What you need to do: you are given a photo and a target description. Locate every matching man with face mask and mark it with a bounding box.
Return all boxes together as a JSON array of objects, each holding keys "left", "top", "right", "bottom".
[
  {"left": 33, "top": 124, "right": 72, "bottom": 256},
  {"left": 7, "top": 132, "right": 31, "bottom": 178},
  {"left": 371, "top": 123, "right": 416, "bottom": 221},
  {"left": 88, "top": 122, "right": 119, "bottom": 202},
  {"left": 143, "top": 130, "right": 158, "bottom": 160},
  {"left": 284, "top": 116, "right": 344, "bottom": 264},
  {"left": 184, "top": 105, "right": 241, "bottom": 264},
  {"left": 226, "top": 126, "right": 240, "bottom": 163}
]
------------------------------------------------------------------------
• _What is being asked_: Copy the listing above word for word, from its first line through its last, changing nothing.

• _Solution to the problem_:
What you need to do: you are given a photo and a target description. Locate every matching man with face mask and mark it with a bounding box.
Return all boxes together as a JSON array of objects, each holding keys "left", "top", "right", "bottom".
[
  {"left": 33, "top": 124, "right": 72, "bottom": 256},
  {"left": 7, "top": 132, "right": 31, "bottom": 178},
  {"left": 371, "top": 123, "right": 416, "bottom": 221},
  {"left": 88, "top": 122, "right": 119, "bottom": 202},
  {"left": 143, "top": 130, "right": 158, "bottom": 160},
  {"left": 284, "top": 116, "right": 344, "bottom": 264},
  {"left": 184, "top": 105, "right": 241, "bottom": 264},
  {"left": 226, "top": 126, "right": 240, "bottom": 163}
]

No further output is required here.